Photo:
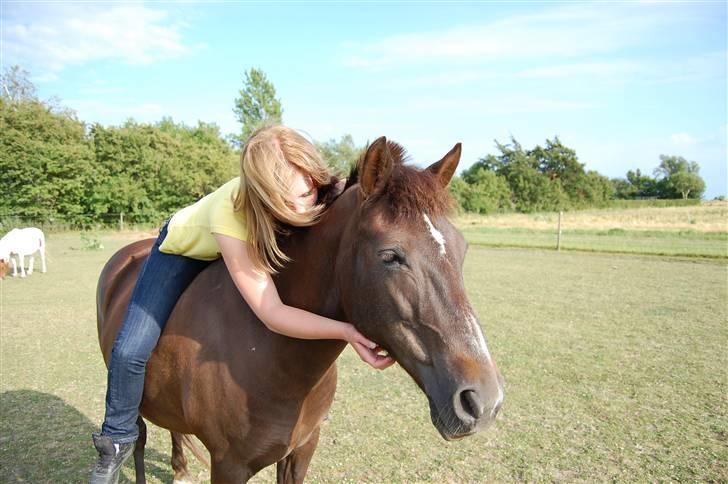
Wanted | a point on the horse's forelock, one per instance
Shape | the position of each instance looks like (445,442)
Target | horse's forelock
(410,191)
---------------
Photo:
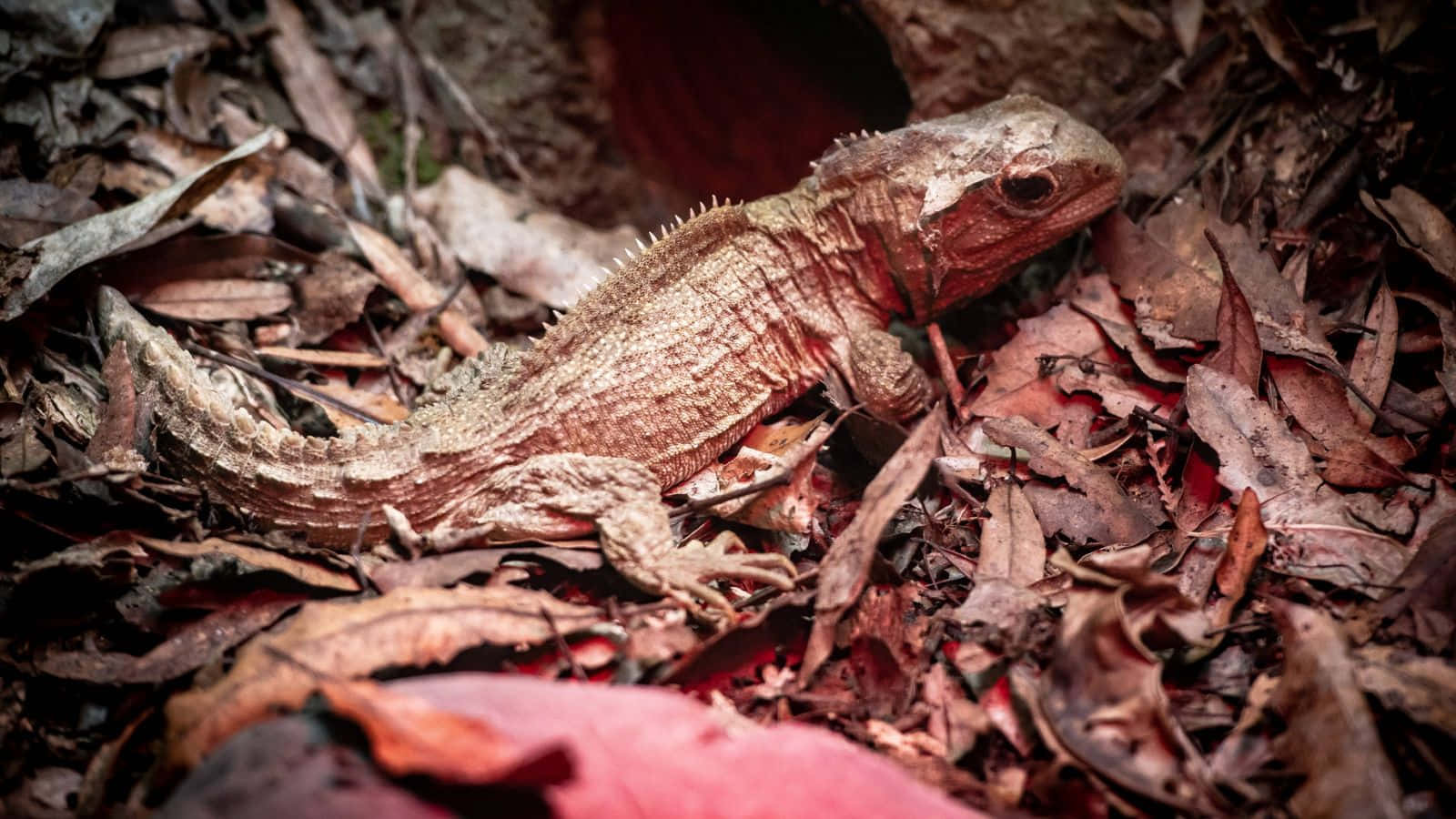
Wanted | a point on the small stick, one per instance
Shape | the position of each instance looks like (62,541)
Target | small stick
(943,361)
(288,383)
---------------
● **What the exercise asks**: Tally the lines in the rows above that contain the string "Wanted", treating uppercase and lowercase as different. Give only the number.

● **Solved problem**: 2